[Exercício escrito 1] Quantas linhas dos registros contêm a palavra "vertical"? Responda apenas com o número.

[Trecho]
==================================================

Homem trabalhando em um laboratório

Descobertas em semanas, não em anos: como a IA e a computação de alto desempenho estão acelerando as descobertas científicas 

*Por Catherine Bolgar 

A computação já acelerou as descobertas científicas. Agora, os cientistas dizem que uma combinação de IA avançada com a computação em nuvem de próxima geração está acelerando o ritmo da descoberta a velocidades inimagináveis há apenas alguns anos. 

A Microsoft e o Laboratório Nacional do Noroeste do Pacífico (Pacific Northwest National Laboratory – PNNL), em Richland, Washington, estão colaborando para demonstrar como esta aceleração pode beneficiar a química e a ciência dos materiais – dois campos científicos fundamentais para encontrar soluções energéticas de que o mundo necessita. 

Cientistas do PNNL estão testando um novo material de bateria que foi encontrado em questão de semanas, não anos, como parte da colaboração com a Microsoft para uso em IA avançada e computação de alto desempenho (HPC), um tipo de computação baseada em nuvem que combina um grande número de computadores para resolver tarefas científicas e matemáticas complexas. 

A cientista de materiais do PNNL, Shannon Lee, mistura matérias-primas para sintetizar um novo eletrólito sólido, um dos candidatos promissores previstos usando ferramentas de IA e HPC no serviço Azure Quantum Elements. Foto de Dan DeLong para a Microsoft. 

Como parte desse esforço, a equipe do Microsoft Quantum usou IA para identificar cerca de 500 mil materiais estáveis no espaço de poucos dias. 

O novo material de bateria surgiu de uma colaboração usando o Azure Quantum Elements da Microsoft para separar 32 milhões de materiais inorgânicos potenciais em 18 candidatos promissores que poderiam ser usados no desenvolvimento de baterias em apenas 80 horas. Mais importante ainda, este trabalho abre caminho para uma nova forma de acelerar soluções para desafios urgentes de sustentabilidade, farmacêuticos e outros, ao mesmo tempo que dá uma ideia dos avanços que se tornarão possíveis com a computação quântica. 

“Acreditamos que há uma oportunidade de fazer isso em vários campos científicos”, afirma Brian Abrahamson, diretor digital do PNNL. “Os recentes avanços tecnológicos abriram a oportunidade para acelerar a descoberta científica”.

==================================================

[Dados registrados]
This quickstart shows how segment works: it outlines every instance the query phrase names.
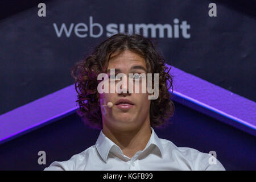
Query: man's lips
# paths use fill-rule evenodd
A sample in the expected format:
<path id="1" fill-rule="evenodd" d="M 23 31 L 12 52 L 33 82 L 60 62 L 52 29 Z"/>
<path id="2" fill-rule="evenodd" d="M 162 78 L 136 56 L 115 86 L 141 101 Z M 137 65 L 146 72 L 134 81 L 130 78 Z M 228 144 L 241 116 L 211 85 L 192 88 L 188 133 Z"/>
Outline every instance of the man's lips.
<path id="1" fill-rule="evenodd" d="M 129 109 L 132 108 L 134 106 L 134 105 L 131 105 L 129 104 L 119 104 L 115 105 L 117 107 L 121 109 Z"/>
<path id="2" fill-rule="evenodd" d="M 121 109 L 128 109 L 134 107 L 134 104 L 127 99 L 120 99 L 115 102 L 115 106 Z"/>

==================================================

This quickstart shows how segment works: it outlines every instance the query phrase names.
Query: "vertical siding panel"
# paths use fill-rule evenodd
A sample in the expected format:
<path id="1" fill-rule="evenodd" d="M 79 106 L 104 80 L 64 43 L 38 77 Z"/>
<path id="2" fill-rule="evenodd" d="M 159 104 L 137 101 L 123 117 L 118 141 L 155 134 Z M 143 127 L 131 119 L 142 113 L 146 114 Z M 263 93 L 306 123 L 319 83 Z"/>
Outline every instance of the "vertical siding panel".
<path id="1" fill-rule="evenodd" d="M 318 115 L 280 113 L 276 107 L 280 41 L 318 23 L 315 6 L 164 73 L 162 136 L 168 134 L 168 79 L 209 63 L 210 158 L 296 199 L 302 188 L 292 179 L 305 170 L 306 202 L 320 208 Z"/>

==================================================

[Exercício escrito 2]
Responda com base no trecho:
(a) Em que cidade fica o Laboratório Nacional do Noroeste do Pacífico?
(b) Quantos materiais estáveis a equipe do Microsoft Quantum identificou com IA em poucos dias?
(c) Qual é o cargo de Brian Abrahamson no PNNL?

[Solução 1] 2

[Solução 2]
(a) Em Richland, Washington.
(b) Cerca de 500 mil.
(c) Diretor digital.